# Source excerpt
Previous work in the group had focused on tuning the performance of the asymmetric hydroformylation ligands Kelliphite and Ph-bpe, and they looked at creating a hybrid, non-symmetric ligand that contained the best properties of both of these ligands. Their Bobphos (best of both phosphorus ligands) was first investigated in the hydroformylation of a simple model substrate, vinyl acetate. Using Bobphos as the ligand with a rhodium catalyst gave a conversion to aldehyde in excess of 99% in 4hrs, with the reaction taking place at 2.5bar and 60°C. Only trace amounts of the linear isomer were observed, and the ee was 83%.

They then turned their attention to slightly more complex terminal alkenes, with longer sidechains. There is a good deal of demand for linear alkyl aldehydes, and many different ligands have already been investigated in the chemical industry for the hydroformylation of terminal alkenes such as 1-hexene. Almost all of these give linear selectivity, and even in those rare instances where a branched product is formed, it is not enantioselective. Even when binaphos had been tested, while it did create the branched product with decent enantioselectivity, in reality more than three-quarters of the product was actually the linear aldehyde, so the yield was impractically low.

To their surprise, Bobphos proved pretty successful in the synthesis of single enantiomer branched aldehydes. They tried a range of known hydroformylation catalysts in the reaction with allyl benzene, with the reactions carried out at sub-room temperature, 15°C, as they had already found this increases the likelihood of branched aldehyde formation. All of these were pretty unselective. But when they tried Bobphos, there was an 80% selectivity for the branched product, and the S enantiomer was formed predominantly, with an ee of 90%. Unexpectedly, neither of the two ligands from which it was derived – Kelliphos and Ph-bpe – gave any enantioselectivity at all.

# Record extracts
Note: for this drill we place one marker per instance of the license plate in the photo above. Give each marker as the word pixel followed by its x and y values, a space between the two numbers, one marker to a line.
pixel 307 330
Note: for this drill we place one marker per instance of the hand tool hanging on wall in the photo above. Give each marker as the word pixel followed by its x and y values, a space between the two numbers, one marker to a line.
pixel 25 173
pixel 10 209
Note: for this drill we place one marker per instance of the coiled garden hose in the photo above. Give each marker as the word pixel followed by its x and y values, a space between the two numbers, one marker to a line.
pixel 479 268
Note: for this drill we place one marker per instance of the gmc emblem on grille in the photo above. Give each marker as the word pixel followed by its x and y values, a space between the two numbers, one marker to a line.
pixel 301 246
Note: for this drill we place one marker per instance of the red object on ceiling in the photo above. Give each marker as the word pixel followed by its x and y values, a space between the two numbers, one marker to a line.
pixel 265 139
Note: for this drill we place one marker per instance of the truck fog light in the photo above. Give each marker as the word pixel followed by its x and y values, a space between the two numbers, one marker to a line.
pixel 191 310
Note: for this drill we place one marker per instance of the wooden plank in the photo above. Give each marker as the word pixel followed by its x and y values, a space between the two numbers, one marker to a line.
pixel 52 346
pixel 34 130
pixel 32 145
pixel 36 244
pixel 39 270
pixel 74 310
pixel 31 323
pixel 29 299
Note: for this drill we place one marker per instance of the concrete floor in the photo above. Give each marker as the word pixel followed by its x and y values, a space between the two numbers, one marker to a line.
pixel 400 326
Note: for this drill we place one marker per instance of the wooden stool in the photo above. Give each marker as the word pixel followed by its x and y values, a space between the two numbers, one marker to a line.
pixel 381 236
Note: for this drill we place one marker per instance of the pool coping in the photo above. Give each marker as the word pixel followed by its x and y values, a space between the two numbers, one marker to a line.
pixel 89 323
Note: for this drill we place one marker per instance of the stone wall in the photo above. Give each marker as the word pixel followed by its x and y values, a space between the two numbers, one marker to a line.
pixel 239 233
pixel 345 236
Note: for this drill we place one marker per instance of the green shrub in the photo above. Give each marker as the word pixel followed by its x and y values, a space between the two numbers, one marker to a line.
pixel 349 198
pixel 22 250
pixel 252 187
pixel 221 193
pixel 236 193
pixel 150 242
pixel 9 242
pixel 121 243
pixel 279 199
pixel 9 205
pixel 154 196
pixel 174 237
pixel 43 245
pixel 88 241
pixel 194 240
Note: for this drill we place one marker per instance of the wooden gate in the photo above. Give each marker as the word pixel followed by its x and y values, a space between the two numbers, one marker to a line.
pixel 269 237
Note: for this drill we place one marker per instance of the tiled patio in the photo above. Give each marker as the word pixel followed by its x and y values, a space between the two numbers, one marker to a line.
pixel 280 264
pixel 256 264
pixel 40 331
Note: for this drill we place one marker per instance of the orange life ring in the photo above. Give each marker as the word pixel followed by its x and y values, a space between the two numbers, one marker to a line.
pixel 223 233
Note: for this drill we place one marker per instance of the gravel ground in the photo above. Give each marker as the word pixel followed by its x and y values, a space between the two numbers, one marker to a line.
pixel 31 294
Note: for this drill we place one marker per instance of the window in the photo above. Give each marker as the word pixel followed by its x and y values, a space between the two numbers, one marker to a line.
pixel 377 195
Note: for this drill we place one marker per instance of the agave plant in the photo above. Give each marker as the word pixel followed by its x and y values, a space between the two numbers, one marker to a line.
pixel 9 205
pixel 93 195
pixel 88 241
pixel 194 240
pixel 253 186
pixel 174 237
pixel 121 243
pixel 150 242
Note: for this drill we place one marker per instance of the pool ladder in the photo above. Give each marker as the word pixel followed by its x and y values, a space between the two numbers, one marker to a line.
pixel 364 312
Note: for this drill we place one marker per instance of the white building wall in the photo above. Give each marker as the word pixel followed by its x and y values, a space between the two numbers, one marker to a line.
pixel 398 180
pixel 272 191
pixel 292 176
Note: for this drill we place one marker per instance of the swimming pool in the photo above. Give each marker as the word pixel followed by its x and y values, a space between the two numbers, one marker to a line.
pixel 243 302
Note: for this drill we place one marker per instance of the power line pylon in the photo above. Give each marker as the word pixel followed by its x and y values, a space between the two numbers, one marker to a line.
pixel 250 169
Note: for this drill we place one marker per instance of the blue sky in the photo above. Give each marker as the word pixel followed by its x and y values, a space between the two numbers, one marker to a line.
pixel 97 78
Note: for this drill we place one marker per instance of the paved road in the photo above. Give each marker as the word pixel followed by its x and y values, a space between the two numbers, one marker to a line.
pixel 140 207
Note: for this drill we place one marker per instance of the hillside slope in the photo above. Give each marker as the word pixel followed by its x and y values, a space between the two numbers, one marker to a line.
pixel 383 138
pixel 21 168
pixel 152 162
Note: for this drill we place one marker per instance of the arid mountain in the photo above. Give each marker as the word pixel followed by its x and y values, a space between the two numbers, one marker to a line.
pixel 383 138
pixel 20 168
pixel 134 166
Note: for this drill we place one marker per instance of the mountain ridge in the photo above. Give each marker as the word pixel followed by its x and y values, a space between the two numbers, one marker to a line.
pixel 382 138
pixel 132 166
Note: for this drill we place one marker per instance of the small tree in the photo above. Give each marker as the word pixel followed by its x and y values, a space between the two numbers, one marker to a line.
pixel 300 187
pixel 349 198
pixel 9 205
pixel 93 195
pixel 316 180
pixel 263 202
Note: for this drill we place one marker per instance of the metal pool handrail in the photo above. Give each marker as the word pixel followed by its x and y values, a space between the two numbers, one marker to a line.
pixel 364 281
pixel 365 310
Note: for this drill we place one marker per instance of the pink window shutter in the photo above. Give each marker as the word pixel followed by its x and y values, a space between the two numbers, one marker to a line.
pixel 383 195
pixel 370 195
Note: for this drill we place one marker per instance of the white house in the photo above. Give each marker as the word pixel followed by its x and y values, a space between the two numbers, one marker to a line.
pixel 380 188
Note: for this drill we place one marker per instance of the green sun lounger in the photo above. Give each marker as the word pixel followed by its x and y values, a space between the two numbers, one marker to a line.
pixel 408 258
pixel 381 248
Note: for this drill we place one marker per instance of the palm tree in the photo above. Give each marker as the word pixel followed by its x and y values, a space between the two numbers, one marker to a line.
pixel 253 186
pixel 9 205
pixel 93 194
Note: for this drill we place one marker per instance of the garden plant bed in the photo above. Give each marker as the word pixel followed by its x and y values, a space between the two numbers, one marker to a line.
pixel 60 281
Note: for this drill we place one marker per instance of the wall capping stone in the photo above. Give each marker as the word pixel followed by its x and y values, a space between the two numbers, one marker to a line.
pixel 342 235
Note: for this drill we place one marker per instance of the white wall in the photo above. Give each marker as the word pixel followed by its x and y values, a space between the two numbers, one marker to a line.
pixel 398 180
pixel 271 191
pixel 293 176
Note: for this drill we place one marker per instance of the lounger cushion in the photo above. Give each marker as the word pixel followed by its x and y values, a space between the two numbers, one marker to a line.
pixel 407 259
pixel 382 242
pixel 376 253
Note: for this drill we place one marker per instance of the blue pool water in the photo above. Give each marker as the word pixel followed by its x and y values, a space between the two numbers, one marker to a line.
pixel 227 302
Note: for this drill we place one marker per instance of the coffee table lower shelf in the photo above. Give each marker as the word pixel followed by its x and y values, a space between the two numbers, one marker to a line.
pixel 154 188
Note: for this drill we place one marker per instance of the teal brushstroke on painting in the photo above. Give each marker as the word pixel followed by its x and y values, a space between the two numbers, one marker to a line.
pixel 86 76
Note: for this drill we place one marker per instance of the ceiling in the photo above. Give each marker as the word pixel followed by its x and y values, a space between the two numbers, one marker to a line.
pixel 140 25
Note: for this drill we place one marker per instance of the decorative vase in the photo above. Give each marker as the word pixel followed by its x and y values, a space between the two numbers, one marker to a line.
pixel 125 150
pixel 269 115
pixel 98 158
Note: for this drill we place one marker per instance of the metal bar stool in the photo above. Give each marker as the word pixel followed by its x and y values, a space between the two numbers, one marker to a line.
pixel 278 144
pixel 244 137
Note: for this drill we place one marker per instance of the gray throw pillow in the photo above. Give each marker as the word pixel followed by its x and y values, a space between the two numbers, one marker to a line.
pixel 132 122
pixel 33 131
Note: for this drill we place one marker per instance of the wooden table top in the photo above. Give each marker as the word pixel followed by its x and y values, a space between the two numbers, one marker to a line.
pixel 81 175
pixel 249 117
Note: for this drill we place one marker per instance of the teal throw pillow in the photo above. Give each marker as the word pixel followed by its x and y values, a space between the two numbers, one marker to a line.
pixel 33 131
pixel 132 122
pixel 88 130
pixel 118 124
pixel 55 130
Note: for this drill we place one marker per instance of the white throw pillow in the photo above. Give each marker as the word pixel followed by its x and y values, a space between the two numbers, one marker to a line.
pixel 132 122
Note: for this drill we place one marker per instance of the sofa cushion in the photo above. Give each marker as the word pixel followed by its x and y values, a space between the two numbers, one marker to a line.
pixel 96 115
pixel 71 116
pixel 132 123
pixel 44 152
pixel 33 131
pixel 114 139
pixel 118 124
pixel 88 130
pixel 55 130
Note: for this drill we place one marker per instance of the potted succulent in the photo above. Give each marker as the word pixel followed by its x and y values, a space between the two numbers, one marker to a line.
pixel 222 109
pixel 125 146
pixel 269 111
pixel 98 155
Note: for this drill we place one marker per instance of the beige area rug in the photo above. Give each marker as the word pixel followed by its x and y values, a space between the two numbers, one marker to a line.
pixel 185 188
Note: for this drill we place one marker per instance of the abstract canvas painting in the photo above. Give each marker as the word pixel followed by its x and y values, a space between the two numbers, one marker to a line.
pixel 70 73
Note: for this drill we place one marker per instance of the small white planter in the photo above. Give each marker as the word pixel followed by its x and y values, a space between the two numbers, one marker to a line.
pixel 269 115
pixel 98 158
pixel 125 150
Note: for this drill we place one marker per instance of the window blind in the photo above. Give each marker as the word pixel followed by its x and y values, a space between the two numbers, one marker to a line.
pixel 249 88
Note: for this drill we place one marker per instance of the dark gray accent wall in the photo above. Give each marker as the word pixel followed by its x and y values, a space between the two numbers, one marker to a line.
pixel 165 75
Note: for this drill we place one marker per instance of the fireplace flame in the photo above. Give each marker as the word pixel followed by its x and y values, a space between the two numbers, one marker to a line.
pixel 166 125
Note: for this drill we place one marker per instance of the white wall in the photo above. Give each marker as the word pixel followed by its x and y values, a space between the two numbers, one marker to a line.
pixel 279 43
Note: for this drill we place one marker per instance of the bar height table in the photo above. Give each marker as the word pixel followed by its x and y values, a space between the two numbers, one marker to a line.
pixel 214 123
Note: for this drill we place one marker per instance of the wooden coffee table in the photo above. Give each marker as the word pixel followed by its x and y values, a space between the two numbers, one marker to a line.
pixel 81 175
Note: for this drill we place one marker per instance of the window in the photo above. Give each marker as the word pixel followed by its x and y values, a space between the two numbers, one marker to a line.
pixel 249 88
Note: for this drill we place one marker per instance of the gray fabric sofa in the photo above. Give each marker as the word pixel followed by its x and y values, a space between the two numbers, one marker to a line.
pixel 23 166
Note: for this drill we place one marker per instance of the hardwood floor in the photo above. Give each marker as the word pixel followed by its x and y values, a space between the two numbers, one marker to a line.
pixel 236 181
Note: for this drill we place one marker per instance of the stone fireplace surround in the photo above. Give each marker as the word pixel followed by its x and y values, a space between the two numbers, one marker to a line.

# Problems
A - Copy out the hydroformylation passage starting at "To their surprise, Bobphos" and ending at "enantioselectivity at all.", but swap "allyl benzene" for "1-octene".
B - Repeat the entries word for word, starting at the line that contains "of the mountain" and ending at the line that contains "pixel 365 310", with both of those lines included.

# Exercise responses
A -
To their surprise, Bobphos proved pretty successful in the synthesis of single enantiomer branched aldehydes. They tried a range of known hydroformylation catalysts in the reaction with 1-octene, with the reactions carried out at sub-room temperature, 15°C, as they had already found this increases the likelihood of branched aldehyde formation. All of these were pretty unselective. But when they tried Bobphos, there was an 80% selectivity for the branched product, and the S enantiomer was formed predominantly, with an ee of 90%. Unexpectedly, neither of the two ligands from which it was derived – Kelliphos and Ph-bpe – gave any enantioselectivity at all.

B -
Note: for this drill we place one marker per instance of the mountain ridge in the photo above. Give each marker as the word pixel followed by its x and y values, a space between the two numbers, one marker to a line.
pixel 382 138
pixel 132 166
Note: for this drill we place one marker per instance of the small tree in the photo above. Give each marker as the word pixel followed by its x and y values, a space between the two numbers, one marker to a line.
pixel 300 187
pixel 349 198
pixel 9 205
pixel 93 195
pixel 316 180
pixel 263 202
Note: for this drill we place one marker per instance of the metal pool handrail in the photo above. Give each marker as the word pixel followed by its x and y values, a space between the two numbers, one marker to a line.
pixel 364 281
pixel 365 310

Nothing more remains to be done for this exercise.